[start Records shown]
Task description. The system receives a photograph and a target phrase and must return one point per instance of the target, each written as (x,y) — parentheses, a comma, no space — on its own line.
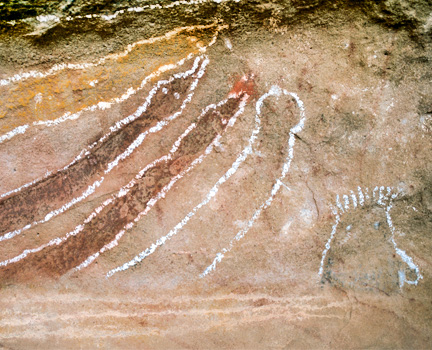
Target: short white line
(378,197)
[end Records shown]
[start Records shown]
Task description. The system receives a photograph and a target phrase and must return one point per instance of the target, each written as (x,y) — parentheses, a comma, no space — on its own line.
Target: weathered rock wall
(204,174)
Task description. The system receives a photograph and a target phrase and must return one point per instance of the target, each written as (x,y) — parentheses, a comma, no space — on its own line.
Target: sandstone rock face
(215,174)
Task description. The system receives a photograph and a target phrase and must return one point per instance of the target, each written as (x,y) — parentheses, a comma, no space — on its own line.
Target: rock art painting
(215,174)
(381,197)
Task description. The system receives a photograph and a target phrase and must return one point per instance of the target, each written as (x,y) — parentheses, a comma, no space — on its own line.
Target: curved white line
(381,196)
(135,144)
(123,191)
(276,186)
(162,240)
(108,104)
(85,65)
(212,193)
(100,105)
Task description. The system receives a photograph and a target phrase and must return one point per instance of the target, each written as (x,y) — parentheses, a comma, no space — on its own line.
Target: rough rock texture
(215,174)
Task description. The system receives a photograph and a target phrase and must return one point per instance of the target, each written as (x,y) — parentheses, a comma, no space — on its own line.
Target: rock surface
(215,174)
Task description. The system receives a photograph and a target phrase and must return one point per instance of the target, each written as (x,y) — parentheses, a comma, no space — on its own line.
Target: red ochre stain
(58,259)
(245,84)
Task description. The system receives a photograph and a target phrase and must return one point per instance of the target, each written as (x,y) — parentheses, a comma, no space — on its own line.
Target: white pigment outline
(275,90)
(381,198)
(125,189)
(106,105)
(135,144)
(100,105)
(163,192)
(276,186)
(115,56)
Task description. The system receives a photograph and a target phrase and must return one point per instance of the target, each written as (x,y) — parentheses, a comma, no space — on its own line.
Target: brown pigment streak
[end Records shown]
From the rows above, copy out each line that contains the word "pigment".

Target: white pigment outline
Target: brown pigment streak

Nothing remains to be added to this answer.